_Exercises to complete_.
A) In the surround sound forum thread, answer these:
(i) How old does the original poster think the Samsung 5.1 system is?
(ii) Which device does the Samsung system intermittently lose signal from?
(iii) What does frogstomp suggest doing with the DVDs if the TV has USB sockets?
B) What comes next in the surround sound forum thread after frogstomp's reply? Write the following post.

_Given text_.

Viewing 22 posts - 1 through 22 (of 22 total)
  • surround sound. educate me on modern stuff
  • DT78
    Free Member

    I have a pretty ancient samsung 5.1 system with DVD. it must be 10-15 years old. great sound, but it’s starting to play up. for some reason it keeps cutting signal from the virgin box intermittently and then being ok again 5 secs later. I know it’s the Samsung as if I bypass and wire the box direct it works fine. interesting no issues with firestick…

    anyway thought, its ancient I’ll look to see what I can replace it with. I might be being a bit dim but do these types of system not really exist any more? it seems to be all about soundbars, and from what I can see it’s all bloody expensive.

    I know nothing in this space, so is it a sound bar I want to replace the old system? and what do people so to watch physical DVDs these days? kids have got loads so dont really want to switch 100% to streaming..

    finally what’s decent out there that isnt silly money?

    frogstomp
    Full Member

    On the DVD front, does your telly have any USB sockets? If so, you could just rip your DVDs to a USB key / drive and plug that in.

Records from a point labeling set:
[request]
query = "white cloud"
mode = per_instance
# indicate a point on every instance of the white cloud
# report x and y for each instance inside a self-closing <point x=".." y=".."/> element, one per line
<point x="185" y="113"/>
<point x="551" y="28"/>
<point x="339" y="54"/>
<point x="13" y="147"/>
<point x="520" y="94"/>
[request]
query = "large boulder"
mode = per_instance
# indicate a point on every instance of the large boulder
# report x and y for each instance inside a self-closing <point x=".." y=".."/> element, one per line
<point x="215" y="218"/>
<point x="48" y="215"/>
==
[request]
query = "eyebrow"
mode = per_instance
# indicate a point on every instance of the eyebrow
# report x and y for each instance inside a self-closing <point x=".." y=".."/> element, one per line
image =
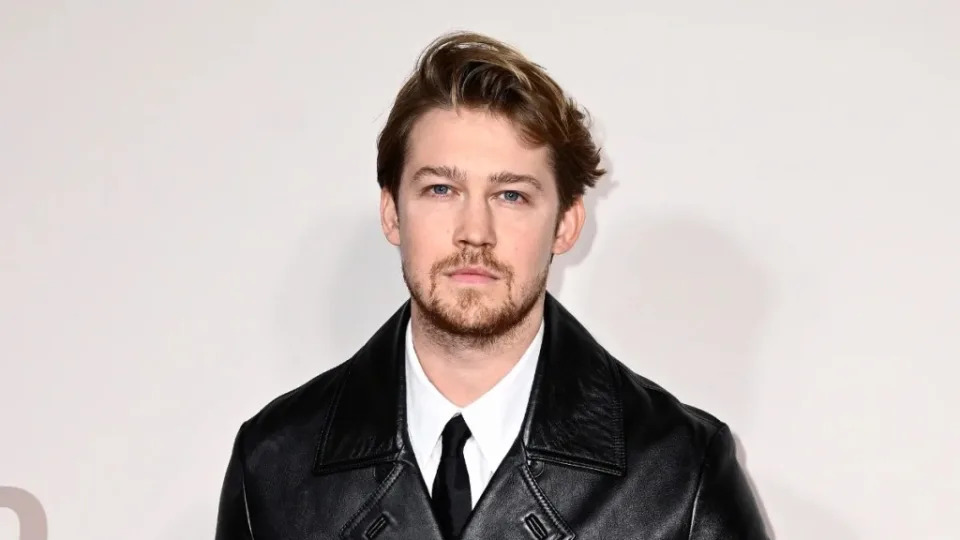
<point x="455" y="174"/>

_Set of answers_.
A)
(i) About 10 to 15 years old.
(ii) The Virgin box.
(iii) Rip the DVDs to a USB key or drive and plug that into the TV.

B)
    simon_g
    Full Member

    Soundbars are massively popular because as TVs got flatter, sound got worse and worse. For most people they give enough stereo separation, enough bass, enough “virtual” surround for them to be happy. I know quite a few people who went from amps and speakers all over to soundbars once they had kids and wanted stuff out of the way and for the most part they work well. Modern TVs can send control signals and audio over the HDMI lead to it, which lets the TV be the central thing and control it all from that remote.

    Disc-playing 5.1 systems have largely gone (although Currys still list one if you just want to replace) so it’s either a soundbar, a soundbar plus extra sub/satellite combo, or go AV geek separate amp and speakers route.

    A standalone DVD player is under £30, or blu-ray player £60. Else Xbox 360 / PS2 onwards play DVDs, and PS3 / Xbox One onwards play blu-rays. I ripped all our DVDs to the computer years ago before a house move so can just stream them to the TV.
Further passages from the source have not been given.